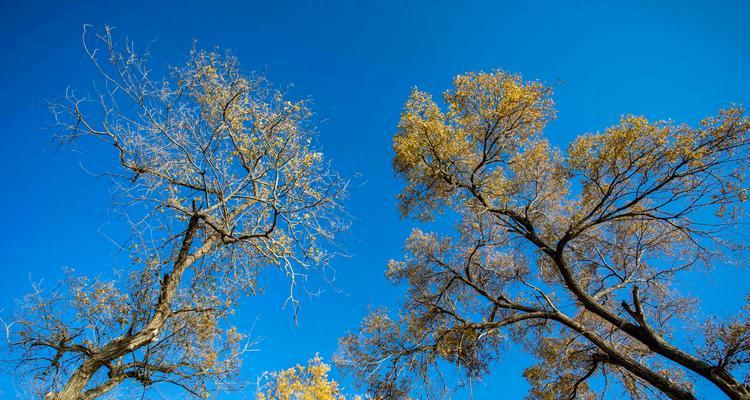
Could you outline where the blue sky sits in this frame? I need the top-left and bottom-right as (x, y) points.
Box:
(1, 0), (749, 398)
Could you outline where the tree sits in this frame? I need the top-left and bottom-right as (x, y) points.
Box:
(5, 27), (348, 400)
(337, 70), (750, 399)
(256, 356), (362, 400)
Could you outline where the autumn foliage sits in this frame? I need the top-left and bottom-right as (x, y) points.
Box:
(5, 28), (348, 400)
(338, 70), (750, 400)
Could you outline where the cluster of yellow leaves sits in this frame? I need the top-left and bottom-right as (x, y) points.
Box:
(392, 89), (466, 174)
(567, 115), (670, 175)
(445, 71), (553, 141)
(392, 70), (556, 218)
(189, 56), (246, 130)
(567, 107), (749, 225)
(393, 71), (554, 173)
(257, 355), (362, 400)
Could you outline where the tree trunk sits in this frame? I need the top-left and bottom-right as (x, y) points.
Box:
(555, 313), (698, 400)
(48, 215), (215, 400)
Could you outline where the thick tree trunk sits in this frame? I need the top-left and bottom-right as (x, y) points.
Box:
(547, 248), (750, 400)
(555, 314), (698, 400)
(499, 225), (749, 400)
(47, 215), (215, 400)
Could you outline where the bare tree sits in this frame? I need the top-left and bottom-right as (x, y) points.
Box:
(5, 26), (348, 400)
(337, 71), (750, 399)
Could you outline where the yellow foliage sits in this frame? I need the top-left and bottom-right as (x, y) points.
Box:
(257, 355), (362, 400)
(392, 70), (556, 218)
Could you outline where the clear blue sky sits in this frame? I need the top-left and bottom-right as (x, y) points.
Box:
(1, 0), (749, 398)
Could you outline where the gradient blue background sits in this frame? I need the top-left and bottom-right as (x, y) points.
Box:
(1, 0), (749, 398)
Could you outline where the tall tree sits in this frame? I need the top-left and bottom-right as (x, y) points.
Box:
(5, 27), (348, 400)
(337, 70), (750, 399)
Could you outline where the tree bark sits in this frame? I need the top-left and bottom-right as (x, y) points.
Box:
(48, 215), (216, 400)
(547, 246), (750, 400)
(554, 313), (698, 400)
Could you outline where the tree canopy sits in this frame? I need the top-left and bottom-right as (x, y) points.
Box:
(4, 25), (750, 400)
(5, 27), (348, 400)
(256, 356), (363, 400)
(337, 70), (750, 400)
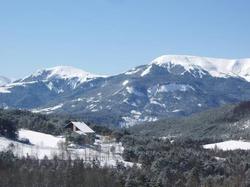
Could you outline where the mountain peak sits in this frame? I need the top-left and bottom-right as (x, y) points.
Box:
(20, 66), (102, 83)
(37, 66), (97, 80)
(151, 55), (250, 81)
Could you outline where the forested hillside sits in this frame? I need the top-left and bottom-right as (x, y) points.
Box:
(0, 109), (115, 136)
(1, 134), (250, 187)
(0, 109), (70, 135)
(119, 134), (250, 186)
(130, 101), (250, 140)
(1, 102), (250, 186)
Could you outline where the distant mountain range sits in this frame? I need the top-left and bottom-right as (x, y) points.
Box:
(1, 55), (250, 127)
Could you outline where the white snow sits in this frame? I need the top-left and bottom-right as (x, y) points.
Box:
(0, 129), (65, 159)
(87, 104), (97, 110)
(122, 80), (129, 86)
(125, 68), (141, 75)
(147, 84), (194, 97)
(152, 55), (250, 81)
(45, 82), (64, 94)
(86, 97), (95, 103)
(34, 66), (99, 81)
(0, 129), (135, 167)
(241, 120), (250, 130)
(32, 103), (63, 114)
(158, 83), (194, 92)
(46, 82), (54, 90)
(130, 110), (142, 115)
(126, 86), (144, 96)
(0, 87), (11, 93)
(121, 115), (158, 127)
(112, 88), (123, 96)
(172, 109), (181, 113)
(150, 99), (166, 108)
(141, 65), (152, 77)
(19, 129), (64, 148)
(18, 66), (106, 90)
(130, 110), (142, 119)
(203, 140), (250, 151)
(126, 86), (133, 94)
(77, 98), (84, 101)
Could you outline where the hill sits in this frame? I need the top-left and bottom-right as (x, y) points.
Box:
(130, 101), (250, 140)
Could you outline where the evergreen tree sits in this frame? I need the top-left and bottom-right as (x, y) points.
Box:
(0, 117), (17, 139)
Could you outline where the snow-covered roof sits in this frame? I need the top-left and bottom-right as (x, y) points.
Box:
(67, 121), (95, 134)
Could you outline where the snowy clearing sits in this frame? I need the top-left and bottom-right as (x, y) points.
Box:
(203, 140), (250, 151)
(19, 129), (64, 148)
(0, 129), (134, 167)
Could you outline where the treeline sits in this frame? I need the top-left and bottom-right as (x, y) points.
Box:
(0, 109), (118, 137)
(0, 151), (126, 187)
(0, 109), (69, 135)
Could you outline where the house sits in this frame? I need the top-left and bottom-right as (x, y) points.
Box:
(64, 121), (95, 136)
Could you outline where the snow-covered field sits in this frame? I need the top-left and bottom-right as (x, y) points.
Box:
(0, 129), (134, 167)
(203, 140), (250, 151)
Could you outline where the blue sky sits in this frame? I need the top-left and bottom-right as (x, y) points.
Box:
(1, 0), (250, 79)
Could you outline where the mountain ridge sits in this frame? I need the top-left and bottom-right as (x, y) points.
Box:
(1, 55), (250, 127)
(151, 55), (250, 81)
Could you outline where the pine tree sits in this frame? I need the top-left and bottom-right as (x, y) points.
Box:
(186, 167), (200, 187)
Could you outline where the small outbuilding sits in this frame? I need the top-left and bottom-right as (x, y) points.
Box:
(64, 121), (95, 136)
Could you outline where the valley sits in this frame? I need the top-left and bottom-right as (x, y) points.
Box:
(1, 1), (250, 186)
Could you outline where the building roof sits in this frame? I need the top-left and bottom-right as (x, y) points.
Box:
(66, 121), (95, 134)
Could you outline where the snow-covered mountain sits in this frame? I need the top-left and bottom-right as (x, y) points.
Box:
(0, 76), (11, 86)
(0, 66), (103, 109)
(18, 66), (100, 89)
(1, 55), (250, 127)
(151, 55), (250, 81)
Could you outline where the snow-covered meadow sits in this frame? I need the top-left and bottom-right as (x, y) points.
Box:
(0, 129), (134, 167)
(203, 140), (250, 151)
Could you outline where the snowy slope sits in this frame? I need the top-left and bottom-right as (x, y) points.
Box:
(20, 66), (101, 84)
(152, 55), (250, 81)
(0, 66), (102, 94)
(19, 129), (64, 147)
(0, 81), (39, 94)
(203, 140), (250, 151)
(31, 103), (64, 114)
(0, 129), (134, 167)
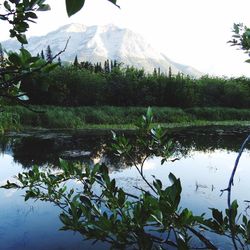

ASSIGNED TASK
Check each line above for the string "trunk" and copy those that have it.

EXERCISE OUTPUT
Could you outline where the tree trunk sits in this frame? I need the top-left and bottom-right as (x, y) points.
Could you outline where the thick tree trunk sits in this frame? I need the top-left and bottom-right as (x, y) points.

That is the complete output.